> **Material for this task**:
* BEGIN *

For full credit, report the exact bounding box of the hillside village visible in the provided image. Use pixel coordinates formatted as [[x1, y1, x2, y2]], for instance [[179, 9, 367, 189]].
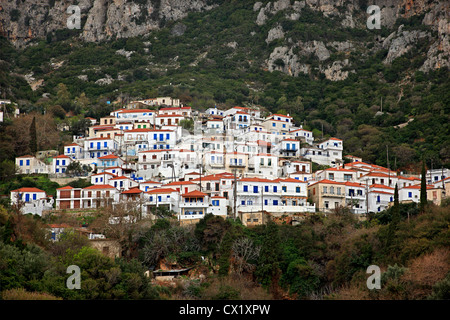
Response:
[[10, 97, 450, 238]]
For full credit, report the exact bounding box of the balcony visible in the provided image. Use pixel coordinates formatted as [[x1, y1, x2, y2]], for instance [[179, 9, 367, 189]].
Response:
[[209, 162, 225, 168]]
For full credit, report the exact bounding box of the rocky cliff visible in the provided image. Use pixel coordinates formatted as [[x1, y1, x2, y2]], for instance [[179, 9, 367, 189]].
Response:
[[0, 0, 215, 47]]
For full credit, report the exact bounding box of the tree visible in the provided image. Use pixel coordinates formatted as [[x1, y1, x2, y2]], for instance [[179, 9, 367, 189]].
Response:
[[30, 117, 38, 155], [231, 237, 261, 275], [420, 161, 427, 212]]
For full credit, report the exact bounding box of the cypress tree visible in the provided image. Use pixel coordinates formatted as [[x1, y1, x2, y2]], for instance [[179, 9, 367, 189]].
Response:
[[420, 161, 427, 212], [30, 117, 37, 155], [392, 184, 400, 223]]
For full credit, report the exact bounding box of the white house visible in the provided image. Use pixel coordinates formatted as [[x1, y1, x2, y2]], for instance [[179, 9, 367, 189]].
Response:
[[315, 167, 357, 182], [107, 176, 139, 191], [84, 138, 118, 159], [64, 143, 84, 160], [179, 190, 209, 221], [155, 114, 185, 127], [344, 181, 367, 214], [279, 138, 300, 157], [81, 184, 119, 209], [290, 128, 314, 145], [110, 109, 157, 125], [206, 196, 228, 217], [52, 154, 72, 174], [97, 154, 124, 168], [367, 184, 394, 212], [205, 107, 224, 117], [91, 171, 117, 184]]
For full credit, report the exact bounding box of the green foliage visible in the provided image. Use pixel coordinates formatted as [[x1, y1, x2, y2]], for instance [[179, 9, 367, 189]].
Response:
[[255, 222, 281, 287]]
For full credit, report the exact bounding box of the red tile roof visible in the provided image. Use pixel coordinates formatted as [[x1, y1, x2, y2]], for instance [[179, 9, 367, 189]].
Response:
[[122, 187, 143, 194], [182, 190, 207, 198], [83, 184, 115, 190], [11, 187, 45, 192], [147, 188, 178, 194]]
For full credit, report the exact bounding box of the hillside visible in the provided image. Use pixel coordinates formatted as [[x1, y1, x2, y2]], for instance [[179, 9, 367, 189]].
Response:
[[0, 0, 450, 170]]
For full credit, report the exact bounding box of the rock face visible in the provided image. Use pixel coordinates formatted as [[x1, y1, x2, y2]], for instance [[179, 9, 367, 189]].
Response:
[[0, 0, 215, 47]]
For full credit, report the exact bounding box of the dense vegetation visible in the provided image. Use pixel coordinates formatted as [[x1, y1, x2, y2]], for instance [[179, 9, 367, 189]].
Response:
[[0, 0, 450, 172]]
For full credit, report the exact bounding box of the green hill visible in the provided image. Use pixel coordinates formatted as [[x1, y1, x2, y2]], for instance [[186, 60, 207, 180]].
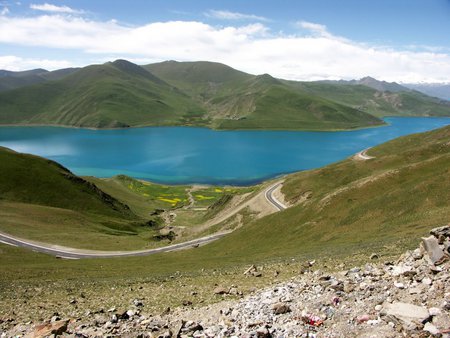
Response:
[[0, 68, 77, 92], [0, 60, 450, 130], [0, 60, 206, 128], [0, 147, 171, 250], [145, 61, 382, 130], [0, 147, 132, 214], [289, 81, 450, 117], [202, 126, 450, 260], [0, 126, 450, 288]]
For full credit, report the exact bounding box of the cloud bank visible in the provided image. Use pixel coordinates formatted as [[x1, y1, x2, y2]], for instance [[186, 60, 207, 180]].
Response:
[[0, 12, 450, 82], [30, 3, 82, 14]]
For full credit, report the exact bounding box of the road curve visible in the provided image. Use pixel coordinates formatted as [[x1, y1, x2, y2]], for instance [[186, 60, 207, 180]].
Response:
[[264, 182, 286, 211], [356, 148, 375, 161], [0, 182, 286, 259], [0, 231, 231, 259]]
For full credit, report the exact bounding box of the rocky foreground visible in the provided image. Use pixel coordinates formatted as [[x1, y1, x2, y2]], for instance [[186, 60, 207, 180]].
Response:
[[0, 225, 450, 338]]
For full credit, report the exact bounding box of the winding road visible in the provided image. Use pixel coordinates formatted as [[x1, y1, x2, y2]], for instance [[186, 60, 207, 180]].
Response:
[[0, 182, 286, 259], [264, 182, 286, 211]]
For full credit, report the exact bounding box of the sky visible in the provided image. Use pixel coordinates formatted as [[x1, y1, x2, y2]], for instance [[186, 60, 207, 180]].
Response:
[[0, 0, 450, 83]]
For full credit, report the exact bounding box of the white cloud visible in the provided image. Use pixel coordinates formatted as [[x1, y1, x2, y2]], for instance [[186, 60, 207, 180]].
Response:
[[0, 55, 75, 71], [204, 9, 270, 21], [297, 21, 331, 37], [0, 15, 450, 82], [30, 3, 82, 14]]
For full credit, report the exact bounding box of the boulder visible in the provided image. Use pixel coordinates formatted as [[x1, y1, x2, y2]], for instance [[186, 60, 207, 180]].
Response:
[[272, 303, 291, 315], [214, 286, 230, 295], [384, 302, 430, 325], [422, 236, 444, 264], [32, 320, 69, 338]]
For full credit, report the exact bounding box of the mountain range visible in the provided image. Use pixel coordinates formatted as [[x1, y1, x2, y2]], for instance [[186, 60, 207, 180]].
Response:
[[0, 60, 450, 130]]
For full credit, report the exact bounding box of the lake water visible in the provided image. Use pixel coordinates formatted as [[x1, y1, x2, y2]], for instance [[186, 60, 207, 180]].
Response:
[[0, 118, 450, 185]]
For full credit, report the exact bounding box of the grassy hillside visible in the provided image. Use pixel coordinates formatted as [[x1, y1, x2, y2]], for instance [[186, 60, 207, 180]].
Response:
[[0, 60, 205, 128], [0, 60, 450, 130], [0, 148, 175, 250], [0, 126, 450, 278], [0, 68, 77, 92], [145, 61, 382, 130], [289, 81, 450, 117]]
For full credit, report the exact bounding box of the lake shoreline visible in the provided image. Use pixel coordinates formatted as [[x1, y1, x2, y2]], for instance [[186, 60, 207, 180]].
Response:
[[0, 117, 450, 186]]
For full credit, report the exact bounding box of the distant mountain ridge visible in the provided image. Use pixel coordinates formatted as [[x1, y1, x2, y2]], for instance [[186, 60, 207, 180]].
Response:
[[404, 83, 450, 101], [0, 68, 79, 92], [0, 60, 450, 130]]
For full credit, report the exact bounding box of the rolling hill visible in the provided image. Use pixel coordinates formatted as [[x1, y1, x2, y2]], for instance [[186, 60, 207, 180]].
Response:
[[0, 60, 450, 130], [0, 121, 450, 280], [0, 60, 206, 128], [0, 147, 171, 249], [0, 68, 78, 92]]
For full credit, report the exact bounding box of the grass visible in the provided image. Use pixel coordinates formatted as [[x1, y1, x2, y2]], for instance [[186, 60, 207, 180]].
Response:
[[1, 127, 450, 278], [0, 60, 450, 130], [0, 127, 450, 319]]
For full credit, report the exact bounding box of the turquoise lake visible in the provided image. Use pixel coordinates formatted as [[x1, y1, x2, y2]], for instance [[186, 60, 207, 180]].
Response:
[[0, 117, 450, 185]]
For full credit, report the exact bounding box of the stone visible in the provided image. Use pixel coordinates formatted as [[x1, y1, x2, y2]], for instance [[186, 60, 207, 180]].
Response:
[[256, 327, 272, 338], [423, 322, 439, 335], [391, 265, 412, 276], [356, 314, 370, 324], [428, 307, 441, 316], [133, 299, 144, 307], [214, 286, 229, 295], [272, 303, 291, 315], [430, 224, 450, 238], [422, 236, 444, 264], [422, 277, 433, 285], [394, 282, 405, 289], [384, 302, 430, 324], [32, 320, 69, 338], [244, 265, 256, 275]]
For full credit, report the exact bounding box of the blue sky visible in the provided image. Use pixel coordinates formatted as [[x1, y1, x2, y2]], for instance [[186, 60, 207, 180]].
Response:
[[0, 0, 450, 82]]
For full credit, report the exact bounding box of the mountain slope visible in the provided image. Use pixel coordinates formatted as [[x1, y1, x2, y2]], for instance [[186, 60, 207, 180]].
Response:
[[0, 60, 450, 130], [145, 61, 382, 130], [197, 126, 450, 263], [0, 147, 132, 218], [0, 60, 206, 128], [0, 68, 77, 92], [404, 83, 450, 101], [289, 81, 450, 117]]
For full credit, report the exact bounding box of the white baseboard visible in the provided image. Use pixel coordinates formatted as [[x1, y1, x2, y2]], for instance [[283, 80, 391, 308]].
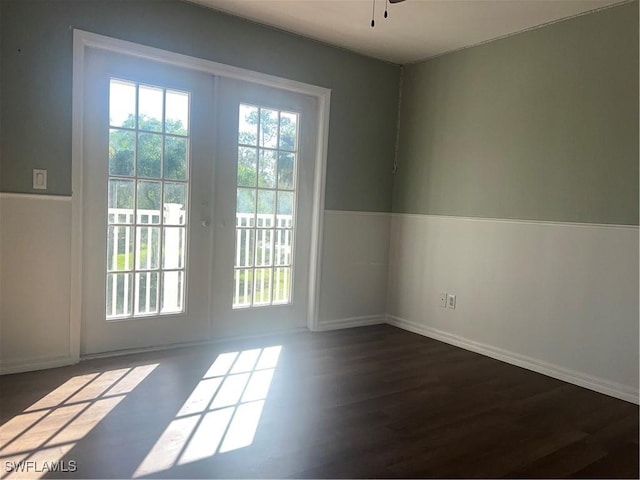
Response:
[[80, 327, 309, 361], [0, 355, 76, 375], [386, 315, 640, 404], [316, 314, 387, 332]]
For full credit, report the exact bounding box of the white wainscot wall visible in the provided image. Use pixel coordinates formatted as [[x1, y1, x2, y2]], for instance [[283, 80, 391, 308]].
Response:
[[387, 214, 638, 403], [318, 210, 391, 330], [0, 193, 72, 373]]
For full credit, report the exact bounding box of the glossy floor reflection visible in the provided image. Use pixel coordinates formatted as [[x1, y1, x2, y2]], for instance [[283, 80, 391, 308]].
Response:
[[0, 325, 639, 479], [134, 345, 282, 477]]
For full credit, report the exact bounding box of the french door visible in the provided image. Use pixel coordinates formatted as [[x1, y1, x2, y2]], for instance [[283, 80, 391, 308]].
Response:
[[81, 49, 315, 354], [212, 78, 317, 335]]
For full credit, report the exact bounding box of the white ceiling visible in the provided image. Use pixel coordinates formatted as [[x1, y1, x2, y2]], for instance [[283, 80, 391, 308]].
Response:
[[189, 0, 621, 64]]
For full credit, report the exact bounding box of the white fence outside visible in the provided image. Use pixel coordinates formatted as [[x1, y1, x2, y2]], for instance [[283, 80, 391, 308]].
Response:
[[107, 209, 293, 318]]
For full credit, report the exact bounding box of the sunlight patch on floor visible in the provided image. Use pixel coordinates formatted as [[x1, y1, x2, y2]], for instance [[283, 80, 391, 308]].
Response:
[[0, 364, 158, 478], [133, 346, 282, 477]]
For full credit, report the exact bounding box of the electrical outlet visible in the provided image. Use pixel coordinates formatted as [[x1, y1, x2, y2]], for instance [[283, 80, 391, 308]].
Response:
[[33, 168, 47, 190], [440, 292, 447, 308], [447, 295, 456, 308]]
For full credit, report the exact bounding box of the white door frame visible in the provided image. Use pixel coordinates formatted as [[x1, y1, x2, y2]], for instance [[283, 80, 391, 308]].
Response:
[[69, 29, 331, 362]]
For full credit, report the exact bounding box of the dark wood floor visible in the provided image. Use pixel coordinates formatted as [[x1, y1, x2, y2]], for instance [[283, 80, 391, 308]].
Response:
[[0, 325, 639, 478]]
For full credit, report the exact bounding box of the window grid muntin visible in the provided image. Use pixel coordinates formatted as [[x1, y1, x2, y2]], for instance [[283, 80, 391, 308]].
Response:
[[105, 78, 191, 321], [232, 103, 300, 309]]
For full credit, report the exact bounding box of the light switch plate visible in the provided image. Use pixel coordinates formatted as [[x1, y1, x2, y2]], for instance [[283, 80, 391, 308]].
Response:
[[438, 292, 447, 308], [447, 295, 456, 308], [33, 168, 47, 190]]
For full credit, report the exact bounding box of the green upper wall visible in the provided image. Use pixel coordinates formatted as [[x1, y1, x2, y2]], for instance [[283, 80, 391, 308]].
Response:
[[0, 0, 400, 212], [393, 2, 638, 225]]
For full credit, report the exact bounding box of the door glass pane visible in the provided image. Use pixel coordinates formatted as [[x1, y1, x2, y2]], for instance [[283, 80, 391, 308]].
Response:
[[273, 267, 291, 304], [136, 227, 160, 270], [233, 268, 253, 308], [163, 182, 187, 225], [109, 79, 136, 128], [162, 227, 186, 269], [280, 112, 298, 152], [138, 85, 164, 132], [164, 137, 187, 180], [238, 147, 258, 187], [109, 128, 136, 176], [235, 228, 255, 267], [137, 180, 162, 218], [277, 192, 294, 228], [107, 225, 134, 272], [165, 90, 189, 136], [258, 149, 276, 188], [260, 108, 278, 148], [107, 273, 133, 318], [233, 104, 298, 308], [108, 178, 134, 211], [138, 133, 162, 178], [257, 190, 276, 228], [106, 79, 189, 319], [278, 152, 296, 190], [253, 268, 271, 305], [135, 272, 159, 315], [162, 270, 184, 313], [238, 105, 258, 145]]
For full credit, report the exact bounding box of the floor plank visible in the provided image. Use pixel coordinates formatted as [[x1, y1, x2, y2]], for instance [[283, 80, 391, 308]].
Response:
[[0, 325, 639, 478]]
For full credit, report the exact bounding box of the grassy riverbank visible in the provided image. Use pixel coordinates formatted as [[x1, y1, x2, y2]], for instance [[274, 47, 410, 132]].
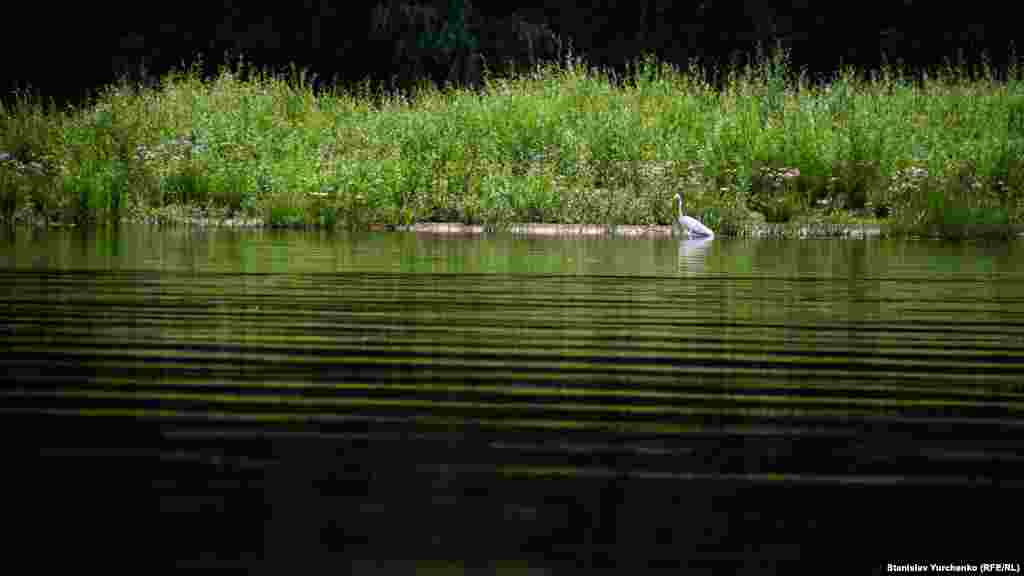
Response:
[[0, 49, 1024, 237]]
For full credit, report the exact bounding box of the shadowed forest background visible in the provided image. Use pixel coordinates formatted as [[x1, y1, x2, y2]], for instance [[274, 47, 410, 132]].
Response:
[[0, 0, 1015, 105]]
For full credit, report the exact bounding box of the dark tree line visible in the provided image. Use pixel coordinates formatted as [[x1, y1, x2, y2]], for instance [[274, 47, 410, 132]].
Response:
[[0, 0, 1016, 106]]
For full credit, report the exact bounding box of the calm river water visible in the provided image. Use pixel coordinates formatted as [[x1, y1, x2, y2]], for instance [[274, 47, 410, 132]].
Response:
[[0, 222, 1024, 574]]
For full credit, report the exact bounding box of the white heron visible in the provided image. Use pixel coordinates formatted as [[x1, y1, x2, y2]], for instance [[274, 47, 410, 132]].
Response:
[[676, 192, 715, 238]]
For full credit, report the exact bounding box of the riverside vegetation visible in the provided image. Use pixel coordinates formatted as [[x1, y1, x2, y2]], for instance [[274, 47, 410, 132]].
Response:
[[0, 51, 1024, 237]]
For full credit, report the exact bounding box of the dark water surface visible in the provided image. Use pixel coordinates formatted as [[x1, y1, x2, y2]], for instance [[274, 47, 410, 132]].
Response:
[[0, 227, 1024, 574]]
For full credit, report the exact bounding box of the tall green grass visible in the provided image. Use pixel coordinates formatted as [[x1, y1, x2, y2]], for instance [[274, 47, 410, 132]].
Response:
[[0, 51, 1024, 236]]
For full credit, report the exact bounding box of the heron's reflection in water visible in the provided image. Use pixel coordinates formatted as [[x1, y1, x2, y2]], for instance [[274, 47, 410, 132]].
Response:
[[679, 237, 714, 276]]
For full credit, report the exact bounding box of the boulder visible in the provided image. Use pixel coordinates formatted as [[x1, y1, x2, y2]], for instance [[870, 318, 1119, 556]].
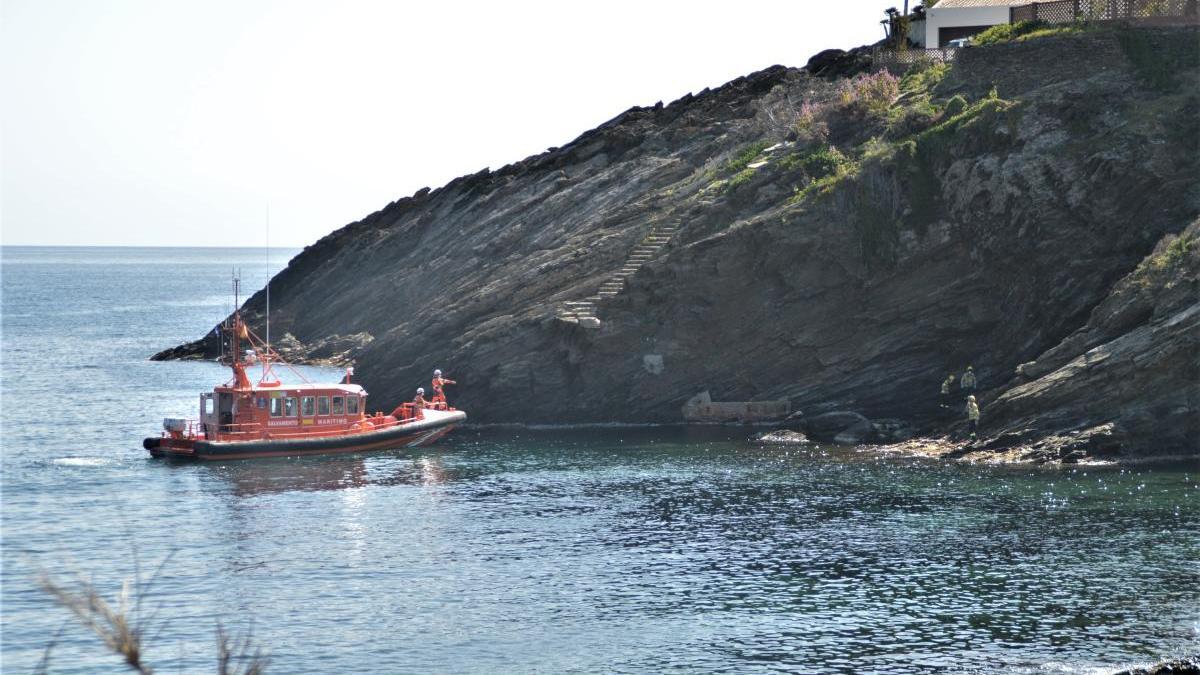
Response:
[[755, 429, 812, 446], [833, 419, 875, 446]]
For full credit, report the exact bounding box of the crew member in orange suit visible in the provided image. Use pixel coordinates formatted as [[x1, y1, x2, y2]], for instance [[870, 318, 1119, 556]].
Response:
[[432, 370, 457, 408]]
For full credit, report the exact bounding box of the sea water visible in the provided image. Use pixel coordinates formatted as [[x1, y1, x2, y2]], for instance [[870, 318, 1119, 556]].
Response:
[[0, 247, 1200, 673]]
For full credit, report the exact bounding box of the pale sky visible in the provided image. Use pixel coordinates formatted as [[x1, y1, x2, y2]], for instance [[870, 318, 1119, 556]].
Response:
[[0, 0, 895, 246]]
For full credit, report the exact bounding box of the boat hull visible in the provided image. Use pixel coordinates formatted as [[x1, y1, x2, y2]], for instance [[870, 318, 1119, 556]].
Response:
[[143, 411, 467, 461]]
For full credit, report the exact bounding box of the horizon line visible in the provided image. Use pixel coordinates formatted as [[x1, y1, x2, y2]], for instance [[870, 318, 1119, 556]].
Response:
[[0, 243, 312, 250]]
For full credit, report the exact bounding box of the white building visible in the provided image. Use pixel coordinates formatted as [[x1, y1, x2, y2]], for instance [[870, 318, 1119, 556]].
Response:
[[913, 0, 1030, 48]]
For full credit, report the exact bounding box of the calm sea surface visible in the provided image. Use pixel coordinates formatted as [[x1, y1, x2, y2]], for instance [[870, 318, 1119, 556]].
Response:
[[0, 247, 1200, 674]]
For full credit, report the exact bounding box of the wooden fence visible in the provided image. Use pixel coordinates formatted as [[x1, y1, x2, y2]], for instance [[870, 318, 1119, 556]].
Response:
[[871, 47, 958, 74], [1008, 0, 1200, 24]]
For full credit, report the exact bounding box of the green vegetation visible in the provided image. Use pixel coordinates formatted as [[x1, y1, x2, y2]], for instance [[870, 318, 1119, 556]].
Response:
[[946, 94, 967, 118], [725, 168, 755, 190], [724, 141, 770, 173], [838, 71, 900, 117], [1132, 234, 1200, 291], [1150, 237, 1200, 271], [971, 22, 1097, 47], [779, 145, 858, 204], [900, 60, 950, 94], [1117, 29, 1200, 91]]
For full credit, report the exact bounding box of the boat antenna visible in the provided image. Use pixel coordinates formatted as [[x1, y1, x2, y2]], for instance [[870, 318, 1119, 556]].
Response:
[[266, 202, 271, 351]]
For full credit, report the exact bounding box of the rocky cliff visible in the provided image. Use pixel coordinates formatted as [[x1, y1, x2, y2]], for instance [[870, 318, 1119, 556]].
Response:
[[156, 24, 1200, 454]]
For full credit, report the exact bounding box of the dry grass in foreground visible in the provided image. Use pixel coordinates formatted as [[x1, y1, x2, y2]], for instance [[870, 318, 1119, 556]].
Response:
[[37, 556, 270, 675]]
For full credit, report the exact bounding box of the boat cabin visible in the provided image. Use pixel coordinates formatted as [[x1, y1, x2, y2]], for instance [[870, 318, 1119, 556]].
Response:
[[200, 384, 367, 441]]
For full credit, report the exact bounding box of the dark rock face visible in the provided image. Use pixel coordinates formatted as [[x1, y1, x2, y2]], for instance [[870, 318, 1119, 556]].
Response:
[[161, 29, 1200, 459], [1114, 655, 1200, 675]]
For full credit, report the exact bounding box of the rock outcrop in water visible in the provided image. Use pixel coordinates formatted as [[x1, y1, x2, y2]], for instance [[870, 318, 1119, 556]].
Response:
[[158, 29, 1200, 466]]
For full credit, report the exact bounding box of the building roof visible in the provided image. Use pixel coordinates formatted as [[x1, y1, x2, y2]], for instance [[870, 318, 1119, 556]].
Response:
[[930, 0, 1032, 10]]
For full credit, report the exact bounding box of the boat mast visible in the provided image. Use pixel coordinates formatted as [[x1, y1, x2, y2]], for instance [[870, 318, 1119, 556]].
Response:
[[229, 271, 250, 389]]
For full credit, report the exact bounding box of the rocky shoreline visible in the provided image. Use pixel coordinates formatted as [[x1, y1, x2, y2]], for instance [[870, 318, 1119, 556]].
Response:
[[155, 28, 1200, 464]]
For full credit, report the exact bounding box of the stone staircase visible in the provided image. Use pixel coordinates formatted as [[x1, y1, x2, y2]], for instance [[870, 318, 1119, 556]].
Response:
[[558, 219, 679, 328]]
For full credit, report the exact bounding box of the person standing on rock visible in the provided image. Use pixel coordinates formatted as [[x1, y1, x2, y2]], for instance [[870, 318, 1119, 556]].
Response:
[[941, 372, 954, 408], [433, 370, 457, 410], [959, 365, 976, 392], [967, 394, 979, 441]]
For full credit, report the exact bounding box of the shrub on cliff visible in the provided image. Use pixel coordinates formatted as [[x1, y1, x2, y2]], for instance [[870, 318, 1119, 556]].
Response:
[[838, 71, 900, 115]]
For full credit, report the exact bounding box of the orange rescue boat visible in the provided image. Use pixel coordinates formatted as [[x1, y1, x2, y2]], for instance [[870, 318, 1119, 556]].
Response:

* END *

> **Written task**: Copy the material from its beginning through the line containing "161, 427, 212]]", including that line, and increase every bounding-box coordinate in the answers by 92 while leaving all other text unchanged. Omit the pictures from your copy.

> **Completed task**:
For full credit, report the exact bounding box of the hillside village visible in the provided image. Use pixel coordinates formatted as [[x1, y1, x2, y2]], for instance [[179, 9, 367, 189]].
Response:
[[102, 189, 542, 330]]
For full credit, report the exact bounding box of the balcony visible in the provided image. Use pixel coordinates formatted as [[x1, y1, x2, y2]], for instance [[179, 9, 367, 189]].
Response:
[[301, 254, 317, 260]]
For full credit, report the exact bounding box of the rocky cliff visible in the provided image. Use pixel coordinates formatted as [[x1, y1, x2, y2]], for instance [[179, 9, 367, 189]].
Response:
[[92, 92, 307, 139]]
For full credit, report the exact bounding box of the tree visible in the provided image. Use pixel coordinates formatted as [[x1, y1, x2, y2]], for instance [[179, 9, 367, 189]].
Response:
[[122, 209, 130, 247], [323, 329, 353, 367], [512, 253, 519, 304]]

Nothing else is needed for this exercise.